* _Brief_
Continue the news article about brain inflammation in two MS patients treated with Lemtrada, picking up from its final sentence.

* _Extract provided_
=-=-=-=-=

2 Cases of Brain Inflammation Raise Questions of Lemtrada Safety, But Link Uncertain
Two multiple sclerosis (MS) patients developed severe brain inflammation after being treated with Lemtrada (alemtuzumab), researchers report, raising questions about the therapy. A definite link between the lesions and the treatment, however, was not established.
The patients’ symptoms were successfully controlled with a blood transfusion and treatment with rituximab (brand name Rituxan, among others), according to the report, “Severe B-cell-mediated CNS Disease Secondary To Alemtuzumab Therapy.” It was published in the journal The Lancet Neurology.
Lemtrada is an antibody that specifically recognizes the CD52 protein that is present on the surface of certain immune cells, such as the T- and B-lymphocytes, thereby blocking their action. Clinical trials showed Lemtrada was more efficient in reducing relapses and brain loss than treatment with interferon beta-1a, and data from three Phase 3 trials, involving about 1,500 Lemtrada-treated MS patients, showed that most autoimmune side effects were mild or moderate.
The MS patients in the case report (a 41-year-old man and a 25-year-old woman) received Lemtrada to treat relapsing MS and inflammation affecting the nervous system. But six months after the treatment, the symptoms had significantly worsened. Using magnetic resonance imaging (MRI), researchers detected inflammatory ring-shaped areas in their brains that had not been there before treatment.
Both received a blood plasma transfusion and treatment with rituximab, an antibody that targets B-lymphocytes. Rituximab improved the inflammation, leading researchers to believe the cells were involved in the ring-shaped lesions.

=-=-=-=-=

* _Provided information_
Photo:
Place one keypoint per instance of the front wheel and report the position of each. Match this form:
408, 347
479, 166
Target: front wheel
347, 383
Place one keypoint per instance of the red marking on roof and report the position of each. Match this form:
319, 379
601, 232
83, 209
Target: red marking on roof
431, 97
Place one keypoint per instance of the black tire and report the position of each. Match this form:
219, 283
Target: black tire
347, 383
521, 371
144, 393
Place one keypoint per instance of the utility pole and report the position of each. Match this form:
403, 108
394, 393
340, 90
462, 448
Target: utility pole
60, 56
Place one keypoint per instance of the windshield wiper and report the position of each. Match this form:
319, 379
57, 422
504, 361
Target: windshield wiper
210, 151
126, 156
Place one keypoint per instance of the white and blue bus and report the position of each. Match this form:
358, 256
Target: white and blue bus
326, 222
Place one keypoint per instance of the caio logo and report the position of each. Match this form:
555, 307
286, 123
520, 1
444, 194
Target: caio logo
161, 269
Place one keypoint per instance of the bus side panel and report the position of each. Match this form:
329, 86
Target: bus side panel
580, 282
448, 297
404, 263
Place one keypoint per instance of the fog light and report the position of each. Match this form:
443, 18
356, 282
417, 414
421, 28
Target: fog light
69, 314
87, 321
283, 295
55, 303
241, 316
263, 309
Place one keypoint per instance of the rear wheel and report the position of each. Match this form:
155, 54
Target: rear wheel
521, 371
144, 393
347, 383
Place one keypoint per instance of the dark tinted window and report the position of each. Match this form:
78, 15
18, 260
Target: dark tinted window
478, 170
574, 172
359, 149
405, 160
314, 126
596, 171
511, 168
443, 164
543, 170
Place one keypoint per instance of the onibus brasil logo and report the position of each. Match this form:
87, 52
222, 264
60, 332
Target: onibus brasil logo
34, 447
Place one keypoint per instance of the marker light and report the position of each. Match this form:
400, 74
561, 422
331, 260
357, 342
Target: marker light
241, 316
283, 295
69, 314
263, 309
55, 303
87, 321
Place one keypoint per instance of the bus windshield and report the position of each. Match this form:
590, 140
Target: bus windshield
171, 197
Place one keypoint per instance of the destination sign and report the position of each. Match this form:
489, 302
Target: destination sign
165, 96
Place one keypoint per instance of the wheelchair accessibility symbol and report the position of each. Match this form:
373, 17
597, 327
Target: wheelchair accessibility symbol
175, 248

=-=-=-=-=

* _Exercise output_
The combined treatment improved the patients’ symptoms and helped maintain disease stability a year later. However, the team was not able to tell whether the brain lesions represented increased MS activity or were a side effect associated with Lemtrada.
“These two patients might represent the first recognized cases of severely exacerbated (nervous) inflammation after alemtuzumab therapy in multiple sclerosis,” the researchers wrote. “The exacerbated inflammation seen in our patients is consistent with the time frame in which B-cell repopulation and peripheral expansion occur following alemtuzumab treatment.
“Thus, it remains to be determined if the disease observed in these two patients after treatment is due to worsening of multiple sclerosis or to the development of secondary (nervous system)-directed autoimmunity,” they wrote.
Lemtrada was approved by the FDA in 2014 as a treatment for relapsing MS, but safety concerns led to the recommendation that its use “generally be reserved for patients who have had an inadequate response” to two or more treatments, Genzyme announced at the time.